═══ RECORDS FOR THIS TASK ═══
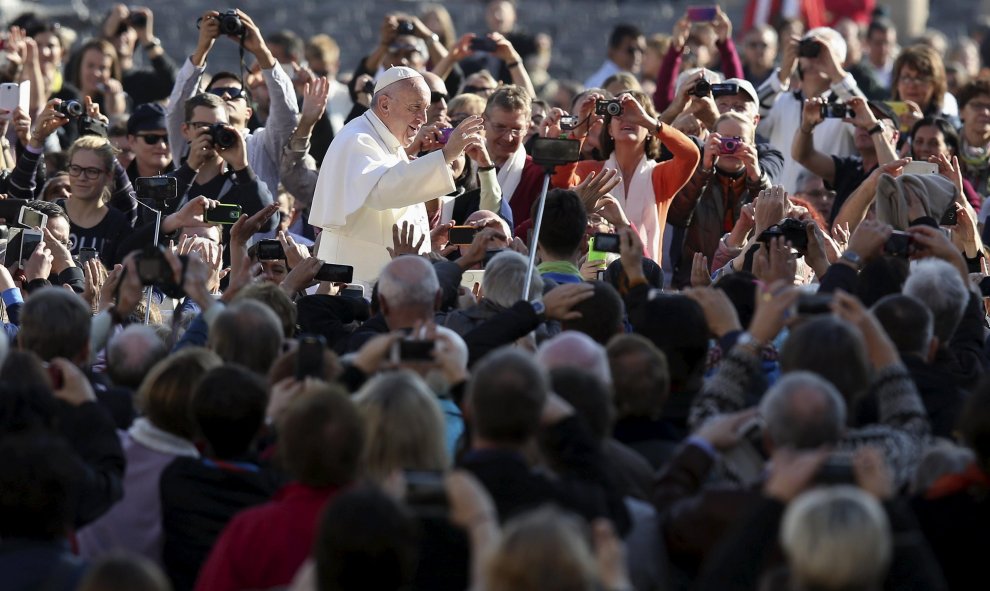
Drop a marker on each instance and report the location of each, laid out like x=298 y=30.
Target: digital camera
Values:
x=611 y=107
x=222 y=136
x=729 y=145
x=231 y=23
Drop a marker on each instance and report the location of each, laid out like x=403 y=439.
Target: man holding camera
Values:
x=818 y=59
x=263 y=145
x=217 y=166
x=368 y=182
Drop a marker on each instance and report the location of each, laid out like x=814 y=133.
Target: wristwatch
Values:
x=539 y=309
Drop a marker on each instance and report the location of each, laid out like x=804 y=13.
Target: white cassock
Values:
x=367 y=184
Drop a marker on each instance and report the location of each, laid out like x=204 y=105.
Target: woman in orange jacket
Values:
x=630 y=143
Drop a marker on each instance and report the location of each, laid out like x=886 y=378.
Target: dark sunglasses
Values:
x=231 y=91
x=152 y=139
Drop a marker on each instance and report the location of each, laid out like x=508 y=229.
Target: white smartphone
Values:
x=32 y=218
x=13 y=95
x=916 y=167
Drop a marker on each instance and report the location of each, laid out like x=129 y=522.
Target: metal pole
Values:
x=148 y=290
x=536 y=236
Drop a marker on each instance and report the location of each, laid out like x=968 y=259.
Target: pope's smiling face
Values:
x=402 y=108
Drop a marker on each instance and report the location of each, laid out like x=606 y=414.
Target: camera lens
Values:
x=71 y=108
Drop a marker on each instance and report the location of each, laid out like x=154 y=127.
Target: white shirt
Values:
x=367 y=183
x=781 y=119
═══
═══ RECORDS FOR THIS TASK ═══
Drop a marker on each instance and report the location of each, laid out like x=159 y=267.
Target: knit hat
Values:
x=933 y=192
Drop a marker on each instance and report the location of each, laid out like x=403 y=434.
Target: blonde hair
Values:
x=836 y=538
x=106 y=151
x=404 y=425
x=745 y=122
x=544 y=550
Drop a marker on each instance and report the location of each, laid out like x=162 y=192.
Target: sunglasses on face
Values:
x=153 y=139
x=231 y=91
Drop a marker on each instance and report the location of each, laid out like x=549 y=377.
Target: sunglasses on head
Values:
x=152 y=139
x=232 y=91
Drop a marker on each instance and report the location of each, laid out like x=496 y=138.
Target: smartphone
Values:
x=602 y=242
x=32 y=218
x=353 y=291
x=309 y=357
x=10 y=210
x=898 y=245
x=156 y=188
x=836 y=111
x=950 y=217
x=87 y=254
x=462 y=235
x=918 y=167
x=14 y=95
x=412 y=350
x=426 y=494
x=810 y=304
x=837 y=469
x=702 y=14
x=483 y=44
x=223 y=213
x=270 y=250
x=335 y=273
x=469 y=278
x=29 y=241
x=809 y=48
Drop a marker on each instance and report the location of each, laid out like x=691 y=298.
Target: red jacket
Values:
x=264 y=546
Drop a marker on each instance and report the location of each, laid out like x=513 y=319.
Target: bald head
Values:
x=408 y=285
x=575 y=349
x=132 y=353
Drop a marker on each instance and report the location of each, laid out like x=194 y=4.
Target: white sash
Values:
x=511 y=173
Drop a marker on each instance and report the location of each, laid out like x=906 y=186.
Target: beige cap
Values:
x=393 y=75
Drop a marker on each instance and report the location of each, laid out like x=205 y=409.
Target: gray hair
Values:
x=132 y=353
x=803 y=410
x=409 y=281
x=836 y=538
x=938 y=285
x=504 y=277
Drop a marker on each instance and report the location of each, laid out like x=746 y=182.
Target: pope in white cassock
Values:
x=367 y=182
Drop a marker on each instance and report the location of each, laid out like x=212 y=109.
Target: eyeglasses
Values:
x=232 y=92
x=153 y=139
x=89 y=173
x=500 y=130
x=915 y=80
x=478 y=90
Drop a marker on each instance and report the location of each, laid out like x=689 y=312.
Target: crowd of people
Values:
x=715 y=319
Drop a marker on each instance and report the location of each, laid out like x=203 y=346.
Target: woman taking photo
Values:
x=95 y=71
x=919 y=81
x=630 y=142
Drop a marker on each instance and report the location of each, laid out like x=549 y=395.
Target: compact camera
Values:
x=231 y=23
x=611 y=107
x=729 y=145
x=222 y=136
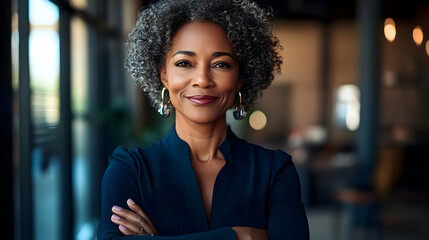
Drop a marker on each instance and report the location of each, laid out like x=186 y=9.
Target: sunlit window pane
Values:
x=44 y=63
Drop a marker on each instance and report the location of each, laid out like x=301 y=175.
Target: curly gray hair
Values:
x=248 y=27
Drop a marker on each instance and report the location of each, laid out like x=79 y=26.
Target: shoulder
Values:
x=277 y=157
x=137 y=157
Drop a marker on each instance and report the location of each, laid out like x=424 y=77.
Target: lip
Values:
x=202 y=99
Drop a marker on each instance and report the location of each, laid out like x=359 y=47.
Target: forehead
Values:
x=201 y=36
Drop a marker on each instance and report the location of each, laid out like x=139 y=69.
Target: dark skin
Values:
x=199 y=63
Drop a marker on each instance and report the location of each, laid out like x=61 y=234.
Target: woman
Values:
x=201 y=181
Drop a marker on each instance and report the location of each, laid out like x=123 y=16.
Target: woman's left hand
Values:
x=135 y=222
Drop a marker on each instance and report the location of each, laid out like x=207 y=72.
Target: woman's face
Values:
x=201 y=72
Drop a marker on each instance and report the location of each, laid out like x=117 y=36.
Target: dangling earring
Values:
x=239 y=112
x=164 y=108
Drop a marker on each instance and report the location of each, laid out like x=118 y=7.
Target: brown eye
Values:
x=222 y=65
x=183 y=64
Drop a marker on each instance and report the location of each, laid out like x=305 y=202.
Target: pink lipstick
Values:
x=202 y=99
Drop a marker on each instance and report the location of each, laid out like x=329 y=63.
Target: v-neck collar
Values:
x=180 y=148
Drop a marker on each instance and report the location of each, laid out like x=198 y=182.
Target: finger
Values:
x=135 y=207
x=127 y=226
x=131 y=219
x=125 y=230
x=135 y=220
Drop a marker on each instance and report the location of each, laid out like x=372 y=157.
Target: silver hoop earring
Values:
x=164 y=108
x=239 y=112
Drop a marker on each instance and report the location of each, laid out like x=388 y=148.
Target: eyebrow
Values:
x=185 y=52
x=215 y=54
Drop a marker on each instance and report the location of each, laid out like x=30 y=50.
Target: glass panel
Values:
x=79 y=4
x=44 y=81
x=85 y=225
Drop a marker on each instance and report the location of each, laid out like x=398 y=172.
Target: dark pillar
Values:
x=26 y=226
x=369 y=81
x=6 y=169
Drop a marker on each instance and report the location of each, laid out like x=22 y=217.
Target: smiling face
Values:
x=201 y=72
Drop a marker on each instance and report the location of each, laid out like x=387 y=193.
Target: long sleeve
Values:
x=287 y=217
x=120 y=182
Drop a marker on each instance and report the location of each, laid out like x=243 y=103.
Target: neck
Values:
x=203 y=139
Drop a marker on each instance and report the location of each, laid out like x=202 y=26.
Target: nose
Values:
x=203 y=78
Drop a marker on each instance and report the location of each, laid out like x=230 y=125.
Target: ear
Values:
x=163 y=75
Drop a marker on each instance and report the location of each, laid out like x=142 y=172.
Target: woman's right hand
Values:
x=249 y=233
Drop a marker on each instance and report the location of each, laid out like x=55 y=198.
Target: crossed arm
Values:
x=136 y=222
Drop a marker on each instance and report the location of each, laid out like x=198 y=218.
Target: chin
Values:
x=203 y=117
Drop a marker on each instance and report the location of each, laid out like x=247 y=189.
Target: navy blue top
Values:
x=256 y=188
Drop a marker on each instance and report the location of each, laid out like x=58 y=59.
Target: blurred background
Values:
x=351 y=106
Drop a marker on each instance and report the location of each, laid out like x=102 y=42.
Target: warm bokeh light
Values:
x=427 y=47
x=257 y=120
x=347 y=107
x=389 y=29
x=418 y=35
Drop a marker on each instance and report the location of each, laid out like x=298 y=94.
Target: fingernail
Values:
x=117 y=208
═══
Look above for the line with "like x=298 y=30." and the line with "Target: man holding camera"; transcribe both and all lines in between, exactly, and nothing else.

Drop a marker on each instance and report the location of each, laid out like x=298 y=30.
Target: digital camera
Values:
x=611 y=107
x=222 y=136
x=729 y=145
x=231 y=23
Drop a marker on each instance and report the location of each, laid out like x=403 y=439.
Target: man holding camera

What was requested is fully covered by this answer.